* DIRECTIONS *
Type out the records that follow, exactly as given.

———

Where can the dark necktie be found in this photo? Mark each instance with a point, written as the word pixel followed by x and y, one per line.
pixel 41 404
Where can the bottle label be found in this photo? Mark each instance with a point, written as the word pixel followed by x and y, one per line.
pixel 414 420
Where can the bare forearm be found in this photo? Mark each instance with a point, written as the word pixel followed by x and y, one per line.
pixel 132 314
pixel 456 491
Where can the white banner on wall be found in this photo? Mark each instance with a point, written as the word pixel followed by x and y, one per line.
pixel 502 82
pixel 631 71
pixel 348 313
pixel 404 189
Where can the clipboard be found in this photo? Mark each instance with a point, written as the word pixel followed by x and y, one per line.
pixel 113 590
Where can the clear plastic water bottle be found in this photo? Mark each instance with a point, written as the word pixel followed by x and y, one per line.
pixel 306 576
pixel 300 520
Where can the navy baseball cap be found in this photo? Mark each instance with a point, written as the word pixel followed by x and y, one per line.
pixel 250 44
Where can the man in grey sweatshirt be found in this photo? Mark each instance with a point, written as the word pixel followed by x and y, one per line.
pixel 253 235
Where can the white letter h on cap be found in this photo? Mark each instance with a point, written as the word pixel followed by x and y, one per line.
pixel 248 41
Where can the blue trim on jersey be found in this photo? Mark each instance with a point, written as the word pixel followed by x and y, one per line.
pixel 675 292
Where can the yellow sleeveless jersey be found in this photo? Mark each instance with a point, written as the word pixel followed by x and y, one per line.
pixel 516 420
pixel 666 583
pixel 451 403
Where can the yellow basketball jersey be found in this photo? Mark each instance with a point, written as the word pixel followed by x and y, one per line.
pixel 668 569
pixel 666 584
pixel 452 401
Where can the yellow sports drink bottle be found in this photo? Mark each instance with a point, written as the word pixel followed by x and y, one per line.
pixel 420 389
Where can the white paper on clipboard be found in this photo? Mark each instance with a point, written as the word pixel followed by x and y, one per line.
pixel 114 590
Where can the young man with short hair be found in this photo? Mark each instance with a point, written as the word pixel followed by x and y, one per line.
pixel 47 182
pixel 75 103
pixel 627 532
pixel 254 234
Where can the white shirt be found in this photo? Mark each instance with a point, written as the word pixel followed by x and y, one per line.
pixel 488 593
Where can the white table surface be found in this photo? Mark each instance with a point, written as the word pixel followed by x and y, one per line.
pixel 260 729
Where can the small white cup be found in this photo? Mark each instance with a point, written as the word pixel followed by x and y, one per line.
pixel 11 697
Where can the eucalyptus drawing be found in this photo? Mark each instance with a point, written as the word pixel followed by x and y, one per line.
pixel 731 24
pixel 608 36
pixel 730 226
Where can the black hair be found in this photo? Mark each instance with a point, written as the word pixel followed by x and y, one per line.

———

* EXERCISE SOLUTION *
Where can the dark necktie be found in this photo? Mark each instance with a point, written as the word pixel followed by x and y, one per line.
pixel 41 404
Where can the bottle label be found in this photo? Mark each instance with a point, written as the word pixel followed by x and y, one per line.
pixel 414 420
Where can the bare forearm be found in this photo? Mark each instance with a point, written as the word pixel followed by x and y, one per line.
pixel 132 314
pixel 456 491
Where can the white banner on wall be found in this photo? Mark each instance with a point, written as the word pixel followed by x and y, one per line.
pixel 502 82
pixel 631 71
pixel 348 313
pixel 404 189
Where can the clipboard be found in this photo? Mark each instance with a point, written as the word pixel followed by x and y, one per line.
pixel 113 590
Where can the clear plastic water bottle be found in this photo? Mark each instance with a point, written as the word pixel followed by x and y, one per line.
pixel 306 576
pixel 300 520
Where can the navy baseball cap be found in this photo? Mark each instance with a point, written as the word pixel followed by x and y, one per line.
pixel 250 44
Where can the man in grey sweatshirt be found in this photo? Mark each instance with a point, written as the word pixel followed by x and y, one per line.
pixel 253 235
Where can the white letter h on cap be found in this photo? Mark each instance with a point, written as the word pixel followed by x and y, one per line.
pixel 248 41
Where can the blue trim on jersey be found in this photo? Mark each instance with a point, written as the word pixel followed by x and y, one per line.
pixel 675 292
Where can the yellow sleeveless jersey be found in this photo? Mark each instance with a point, written as the word pixel followed by x and y, one per line.
pixel 516 420
pixel 666 583
pixel 451 403
Where can the yellow basketball jersey be found in this photo? Mark each instance with a point, written as the word pixel followed by x and y, one per line.
pixel 668 569
pixel 666 584
pixel 452 401
Where can the yellow sports drink bottle be found in this photo? Mark each instance with a point, written as the word pixel followed by x and y, one per line.
pixel 420 389
Where can the white paper on clipboard be found in this photo? Mark each instance with a point, written as the word pixel followed by x and y, one per line.
pixel 114 590
Where can the young man with short hair be found in this photo? Mark each instance with a point, written as the word pixel followed by x and y, one per line.
pixel 47 182
pixel 75 103
pixel 627 532
pixel 254 234
Where can the white shirt be found in this photo? Mark each instance with a point, written as the word pixel followed by x and y, one per line.
pixel 488 593
Where can the white table surface be found in this photo? Mark each instance with a point, written as the word pixel followed by x and y, one per line.
pixel 260 729
Where can the small white cup be found in this photo? Mark each instance with a point, written as the word pixel followed by x and y, one per line.
pixel 11 697
Where can the eucalyptus drawing be found in this photo? Mark each instance with a point, written as the word pixel followed by x and y, one per line.
pixel 731 24
pixel 608 36
pixel 730 226
Where can the black hair be found in this photo? Mark each instance with a point, written as the word pixel followed by x and y, one per line.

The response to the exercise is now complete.